_To do_
Render the rows below as a two-column CSV with the headers text and answer, one CSV line per row. Quote every field and replace any line breaks inside a field with spaces.

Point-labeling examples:
-*-*-
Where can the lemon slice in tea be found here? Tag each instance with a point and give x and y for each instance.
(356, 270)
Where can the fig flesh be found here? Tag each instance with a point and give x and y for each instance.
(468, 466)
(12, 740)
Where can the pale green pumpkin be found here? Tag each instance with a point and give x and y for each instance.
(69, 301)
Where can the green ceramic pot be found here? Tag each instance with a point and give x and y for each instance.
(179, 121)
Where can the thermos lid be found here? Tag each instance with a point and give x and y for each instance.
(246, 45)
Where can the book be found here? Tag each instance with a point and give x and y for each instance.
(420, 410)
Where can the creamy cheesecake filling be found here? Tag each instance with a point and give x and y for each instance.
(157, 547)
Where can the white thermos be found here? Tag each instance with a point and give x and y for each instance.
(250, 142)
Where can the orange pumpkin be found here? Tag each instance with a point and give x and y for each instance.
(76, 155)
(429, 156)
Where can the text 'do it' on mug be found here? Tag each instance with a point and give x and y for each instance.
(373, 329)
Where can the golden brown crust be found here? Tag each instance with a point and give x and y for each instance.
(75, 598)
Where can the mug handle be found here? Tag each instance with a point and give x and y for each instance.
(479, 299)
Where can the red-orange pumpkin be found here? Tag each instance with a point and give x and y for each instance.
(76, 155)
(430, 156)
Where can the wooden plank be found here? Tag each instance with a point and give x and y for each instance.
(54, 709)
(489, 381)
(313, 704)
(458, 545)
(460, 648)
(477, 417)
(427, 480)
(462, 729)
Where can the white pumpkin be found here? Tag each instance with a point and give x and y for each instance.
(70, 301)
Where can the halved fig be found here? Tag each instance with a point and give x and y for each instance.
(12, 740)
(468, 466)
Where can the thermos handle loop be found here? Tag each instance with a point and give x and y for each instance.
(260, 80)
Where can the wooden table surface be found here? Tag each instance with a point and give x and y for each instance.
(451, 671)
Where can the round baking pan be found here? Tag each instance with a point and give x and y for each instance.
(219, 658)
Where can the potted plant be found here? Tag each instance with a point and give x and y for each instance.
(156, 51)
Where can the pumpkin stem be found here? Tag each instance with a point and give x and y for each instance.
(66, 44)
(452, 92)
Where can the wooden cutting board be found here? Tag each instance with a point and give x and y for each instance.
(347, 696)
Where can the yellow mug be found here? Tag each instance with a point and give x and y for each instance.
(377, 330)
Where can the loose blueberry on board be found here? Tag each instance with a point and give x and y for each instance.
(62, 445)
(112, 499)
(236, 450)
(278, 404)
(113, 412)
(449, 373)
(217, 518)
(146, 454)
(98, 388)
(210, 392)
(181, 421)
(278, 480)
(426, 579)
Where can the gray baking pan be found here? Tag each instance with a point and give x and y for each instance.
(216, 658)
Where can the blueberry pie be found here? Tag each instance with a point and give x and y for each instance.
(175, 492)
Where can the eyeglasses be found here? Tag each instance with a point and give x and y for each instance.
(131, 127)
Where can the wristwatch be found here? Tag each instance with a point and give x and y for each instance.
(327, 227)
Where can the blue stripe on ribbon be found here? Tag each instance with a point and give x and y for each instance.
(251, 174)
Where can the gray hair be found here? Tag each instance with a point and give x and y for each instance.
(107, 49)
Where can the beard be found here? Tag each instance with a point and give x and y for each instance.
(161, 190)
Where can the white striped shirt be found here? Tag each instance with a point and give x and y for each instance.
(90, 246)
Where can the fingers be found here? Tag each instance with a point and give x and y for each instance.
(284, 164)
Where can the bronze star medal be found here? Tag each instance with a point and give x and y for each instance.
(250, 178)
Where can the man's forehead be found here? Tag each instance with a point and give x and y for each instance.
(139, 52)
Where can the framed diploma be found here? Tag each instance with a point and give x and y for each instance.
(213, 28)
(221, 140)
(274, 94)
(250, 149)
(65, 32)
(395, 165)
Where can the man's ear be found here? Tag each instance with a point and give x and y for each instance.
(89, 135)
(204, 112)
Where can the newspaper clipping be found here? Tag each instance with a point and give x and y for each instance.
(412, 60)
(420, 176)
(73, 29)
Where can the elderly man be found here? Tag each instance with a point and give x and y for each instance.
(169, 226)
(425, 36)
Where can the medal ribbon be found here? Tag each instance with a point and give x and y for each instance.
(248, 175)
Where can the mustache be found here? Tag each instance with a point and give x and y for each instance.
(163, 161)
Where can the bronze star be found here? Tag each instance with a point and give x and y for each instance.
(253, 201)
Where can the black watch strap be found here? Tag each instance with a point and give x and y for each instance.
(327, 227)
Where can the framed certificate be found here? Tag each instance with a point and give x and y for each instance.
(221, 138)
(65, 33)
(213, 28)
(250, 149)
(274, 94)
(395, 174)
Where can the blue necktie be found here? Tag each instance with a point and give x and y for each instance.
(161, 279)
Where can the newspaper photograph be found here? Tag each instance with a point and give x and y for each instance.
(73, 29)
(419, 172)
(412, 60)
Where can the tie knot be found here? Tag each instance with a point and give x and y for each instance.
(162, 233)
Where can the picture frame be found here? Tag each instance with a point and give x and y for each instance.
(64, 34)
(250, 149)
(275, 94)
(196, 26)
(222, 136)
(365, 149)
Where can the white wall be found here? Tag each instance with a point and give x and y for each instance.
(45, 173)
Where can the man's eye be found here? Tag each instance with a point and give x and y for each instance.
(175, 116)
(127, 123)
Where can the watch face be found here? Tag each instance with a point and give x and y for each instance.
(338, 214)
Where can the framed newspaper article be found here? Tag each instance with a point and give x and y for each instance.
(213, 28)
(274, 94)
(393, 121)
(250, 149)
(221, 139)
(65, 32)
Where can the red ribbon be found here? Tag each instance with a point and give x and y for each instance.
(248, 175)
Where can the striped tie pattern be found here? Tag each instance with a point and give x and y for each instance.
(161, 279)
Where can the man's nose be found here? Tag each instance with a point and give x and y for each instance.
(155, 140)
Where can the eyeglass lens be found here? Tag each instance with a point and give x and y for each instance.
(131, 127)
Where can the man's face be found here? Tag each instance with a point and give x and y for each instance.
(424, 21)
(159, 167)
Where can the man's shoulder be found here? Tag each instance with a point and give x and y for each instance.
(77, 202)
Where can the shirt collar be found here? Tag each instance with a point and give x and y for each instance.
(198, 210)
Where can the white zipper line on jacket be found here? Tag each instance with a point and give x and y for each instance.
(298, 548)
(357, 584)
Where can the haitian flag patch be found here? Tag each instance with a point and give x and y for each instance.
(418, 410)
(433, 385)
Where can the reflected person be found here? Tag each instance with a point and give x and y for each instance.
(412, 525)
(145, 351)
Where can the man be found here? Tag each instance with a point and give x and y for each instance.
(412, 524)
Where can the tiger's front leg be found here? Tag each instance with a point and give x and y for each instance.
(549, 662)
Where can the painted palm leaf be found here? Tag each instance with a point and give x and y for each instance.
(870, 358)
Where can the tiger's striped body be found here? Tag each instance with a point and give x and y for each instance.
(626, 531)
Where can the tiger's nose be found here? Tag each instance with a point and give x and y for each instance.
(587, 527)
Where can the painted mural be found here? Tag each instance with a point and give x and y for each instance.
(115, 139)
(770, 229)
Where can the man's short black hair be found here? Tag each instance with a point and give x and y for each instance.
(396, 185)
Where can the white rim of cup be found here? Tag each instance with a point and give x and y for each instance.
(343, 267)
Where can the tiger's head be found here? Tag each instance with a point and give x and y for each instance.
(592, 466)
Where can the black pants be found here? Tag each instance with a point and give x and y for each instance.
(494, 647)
-*-*-
_Solution to this task_
text,answer
"Where can the lemon slice in tea be found here? Tag each instance with a point and give x and y for each instance.","(356, 270)"
"Where can the fig flesh be found here? Tag each instance with a point and give x and y for each instance.","(468, 466) (12, 740)"
"Where can the pale green pumpkin be found here? Tag each instance with a point and give x and y for each instance.","(69, 301)"
"Where can the green ceramic pot be found here? Tag each instance with a point and give x and y for each instance.","(179, 121)"
"Where can the thermos lid be found here? Tag each instance with a point and give x and y for each instance.","(246, 45)"
"Where can the book be found here? Tag each instance with a point and give x and y for each instance.","(420, 410)"
"Where can the creamy cheesecake filling be found here? Tag each instance with a point and give x and y for each instance.","(157, 547)"
"Where can the white thermos be found here? Tag each instance with a point and give x and y for each instance.","(250, 142)"
"Where can the orange pumpkin be found here? Tag each instance with a point and give x and y for each instance.","(76, 155) (429, 156)"
"Where can the text 'do it' on mug be found here? Tag each instance with a point and give x and y for each instance.","(373, 329)"
"Where can the golden brown crust be found here? Tag each instance with a point and give x and y for each instance.","(75, 598)"
"Where can the mug handle be found here? Tag each instance with a point and give x and y for each instance.","(479, 299)"
"Where can the red-orange pumpkin be found here? Tag each instance with a point and give x and y for each instance.","(76, 155) (430, 156)"
"Where can the wooden plank be found here? Tag each instance with a point and give x and y for each instance.","(54, 709) (489, 381) (313, 704) (458, 545) (460, 648) (477, 417) (427, 480) (462, 729)"
"Where can the white pumpkin be found here? Tag each instance with a point and give x and y for each instance.","(70, 301)"
"Where can the halved fig be found here? Tag each instance with a point and give x and y for each instance.","(12, 740) (468, 466)"
"Where can the thermos handle loop be found here? Tag each instance with a point and give x and y for each instance.","(260, 80)"
"Where can the wooden table surface be found here? Tag each instance with a point and give x and y for each instance.","(451, 671)"
"Where can the round baking pan be found here? Tag each instance with a point and give x and y for each instance.","(219, 658)"
"Where can the potted plant be found here? Tag each instance with a point and give x and y for each instance.","(156, 51)"
"Where can the pumpkin stem be found here? Tag each instance with a point and give x and y for each instance.","(66, 44) (452, 92)"
"Where can the wooden cutting board be found here? Tag each instance with a point and give x and y for each instance.","(347, 696)"
"Where can the yellow mug be found here? Tag each instance with a point and give x and y for each instance.","(377, 330)"
"Where can the loose blueberry on board be found here? Tag each instance with a point and give x and y for each instance.","(62, 445) (112, 499) (236, 450) (278, 404) (113, 412) (449, 373) (217, 518) (146, 454) (98, 388) (210, 392) (181, 421) (278, 480) (426, 579)"
"Where can the gray baking pan be found here? Tag each instance with a point and give x and y for each instance.","(216, 658)"
"Where can the blueberry pie be found here? Tag each instance with a point and give x and y for each instance.","(175, 492)"
"Where can the eyeglasses be found here? Tag each instance with a point and give x and y for each instance.","(131, 127)"
"Where can the wristwatch be found here? Tag each instance with a point and give x and y for each instance.","(327, 227)"
"Where can the blue stripe on ribbon be found here? Tag each instance with a point and give x and y for each instance.","(251, 174)"
"Where can the gray hair be found here? Tag each instance with a point and give x and y for each instance.","(107, 49)"
"Where can the beard be found here? Tag each instance with a point and give x and y for each instance.","(161, 190)"
"Where can the white striped shirt be found here? Tag each instance with a point and give x and y for each instance.","(90, 246)"
"Where can the fingers be found here? Tag each instance with a point and give x and y for each instance.","(284, 164)"
"Where can the bronze star medal be found here? Tag each instance with a point and give x and y for each instance.","(250, 178)"
"Where can the man's forehead be found here? Tag each instance with a point and give x and y for each instance.","(139, 52)"
"Where can the framed diploma be found here? Tag each instance with a point and give x and y for each instance.","(213, 28) (221, 140) (274, 94) (250, 149) (65, 32) (395, 165)"
"Where can the man's ear be found here? Tag each instance with a point and give x and y for each instance.","(89, 135) (204, 112)"
"Where can the newspaper clipping be found here? Tag each instance with a point and give x and y for each instance.","(412, 60) (420, 176) (73, 29)"
"Where can the elderly man be found here? Tag each instance with a point and give x and y for each instance.","(169, 226) (425, 36)"
"Where can the medal ribbon be found here? Tag each instance with a point and give x and y for each instance.","(248, 175)"
"Where can the mustache be found here? Tag each instance with a point and give x and y for each instance.","(163, 161)"
"Where can the bronze star be found here? Tag each instance with a point and give x and y for each instance.","(253, 201)"
"Where can the black watch strap be found here? Tag each instance with a point and give x and y for each instance.","(327, 227)"
"Where can the framed certificate be found here? Tag each instance with a point and give x and y for each instance.","(221, 138) (65, 33) (213, 28) (250, 149) (274, 94) (395, 174)"
"Where can the blue necktie be found here? Tag each instance with a point and give x and y for each instance.","(161, 279)"
"Where can the newspaper photograph be found here? Tag each instance with a point and give x and y for each instance.","(73, 29) (419, 172) (412, 60)"
"Where can the tie knot be found here? Tag each instance with a point and give x and y for each instance.","(162, 233)"
"Where can the picture frame be found here? Tag each instance with a point and give x and y for each instance.","(64, 34) (250, 149) (275, 94) (196, 26) (222, 136) (365, 149)"
"Where can the white wall be found here? Tag each instance with a point and give x and y for each instance.","(45, 173)"
"Where can the man's eye be found here? Tag each instance with a point and give x and y for each instance.","(175, 116) (127, 123)"
"Where can the watch face be found here? Tag each instance with a point and give x and y for each instance.","(338, 214)"
"Where can the framed newspaper article be found here? Tag each instance with a point and give x and y for each instance.","(213, 28) (274, 94) (393, 121) (250, 149) (221, 139) (65, 32)"
"Where can the red ribbon be found here? Tag each instance with a point and give x and y for each instance.","(248, 175)"
"Where can the striped tie pattern be found here? Tag each instance with a point and give x and y for each instance.","(161, 279)"
"Where can the man's nose be found here? Tag each instance with a point and give x and y for each instance.","(155, 140)"
"Where can the eyeglass lens be found here? Tag each instance with a point and give x and y for each instance.","(131, 127)"
"Where can the man's face be found here? Tag each instance with a point and give x and y for each instance.","(424, 21) (159, 167)"
"Where can the man's shoulder be found here? Tag each instance with a point and give x and y for each instance.","(77, 202)"
"Where can the shirt collar be found here? Tag each instance with a point and give x and y for each instance.","(198, 210)"
"Where can the white zipper line on jacket be found here? Tag each instance with a point and give x and y for each instance.","(298, 548) (357, 584)"
"Where can the haitian flag patch be found here? Tag each instance with a point and give x and y for each instance.","(418, 410) (433, 385)"
"Where can the reflected person be found here? Tag each instance with a point and give x and y for each instance.","(412, 525) (145, 351)"
"Where can the man be found here? Tag each instance with a point and give x and y for each instance.","(412, 524)"
"Where can the tiger's front leg be found here? Tag each instance with a point and give x and y for each instance.","(549, 662)"
"Where can the painted palm leaf be found here? Tag each instance with a point and give x and y for each instance.","(870, 358)"
"Where can the tiger's striped body be found here? Tag each instance with a point and give x and y for each instance.","(626, 531)"
"Where can the tiger's nose be found here? Tag each instance with a point and give x and y for each instance.","(587, 527)"
"Where can the painted mural be found here? Tag each instance with a point and give x and y for each instance.","(115, 139) (770, 229)"
"Where can the man's short black hair be found here? Tag each instance with a point and give x and y for each instance.","(396, 185)"
"Where can the white rim of cup be found here? Tag each instance with a point and give x and y for each instance.","(343, 267)"
"Where can the tiger's head be found here? Tag each instance with a point and give x and y for each instance.","(592, 466)"
"Where can the black pants be found here? Tag each instance with a point and give x and y for each instance.","(494, 647)"